=== Begin Enclosure ===

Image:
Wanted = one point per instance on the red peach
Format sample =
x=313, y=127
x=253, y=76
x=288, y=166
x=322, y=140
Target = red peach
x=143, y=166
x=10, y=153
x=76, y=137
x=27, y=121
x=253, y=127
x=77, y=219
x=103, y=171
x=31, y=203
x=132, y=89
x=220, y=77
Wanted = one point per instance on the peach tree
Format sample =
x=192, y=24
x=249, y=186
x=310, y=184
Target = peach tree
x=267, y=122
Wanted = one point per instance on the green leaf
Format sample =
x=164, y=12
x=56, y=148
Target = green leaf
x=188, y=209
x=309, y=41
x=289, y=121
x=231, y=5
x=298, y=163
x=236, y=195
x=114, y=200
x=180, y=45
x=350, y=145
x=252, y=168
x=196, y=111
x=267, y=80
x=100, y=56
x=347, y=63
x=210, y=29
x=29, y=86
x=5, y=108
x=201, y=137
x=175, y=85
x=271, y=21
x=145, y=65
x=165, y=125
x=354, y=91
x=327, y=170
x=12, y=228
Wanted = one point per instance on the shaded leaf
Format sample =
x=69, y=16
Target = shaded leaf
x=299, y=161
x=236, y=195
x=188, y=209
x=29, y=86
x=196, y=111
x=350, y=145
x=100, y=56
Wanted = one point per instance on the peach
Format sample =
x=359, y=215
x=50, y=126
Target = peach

=== End Enclosure ===

*TO DO*: Repeat every line of the material exactly.

*EXERCISE RESULT*:
Image:
Wanted = one point per instance on the red peach
Format sample =
x=313, y=127
x=253, y=76
x=288, y=166
x=322, y=140
Target = red peach
x=143, y=166
x=10, y=153
x=76, y=137
x=27, y=121
x=253, y=127
x=77, y=219
x=103, y=171
x=31, y=203
x=132, y=89
x=220, y=77
Wanted = one point per instance on the peach tree
Format sample =
x=192, y=24
x=249, y=186
x=310, y=184
Target = peach tree
x=267, y=122
Wanted = one point per instance on the green leaf
Format sample =
x=164, y=12
x=56, y=148
Target = green leaf
x=188, y=209
x=309, y=41
x=289, y=121
x=231, y=5
x=298, y=163
x=236, y=195
x=114, y=200
x=180, y=45
x=350, y=145
x=252, y=168
x=196, y=111
x=267, y=80
x=100, y=56
x=347, y=63
x=210, y=29
x=29, y=86
x=5, y=108
x=201, y=137
x=175, y=85
x=271, y=21
x=145, y=65
x=165, y=125
x=354, y=91
x=327, y=170
x=12, y=228
Wanted = one point per instance on the shaded leaf
Format sample =
x=69, y=16
Target = shaded leaf
x=299, y=161
x=236, y=195
x=188, y=209
x=29, y=86
x=196, y=111
x=350, y=145
x=100, y=56
Wanted = one point per instance on the peach
Format sample =
x=359, y=215
x=50, y=126
Target = peach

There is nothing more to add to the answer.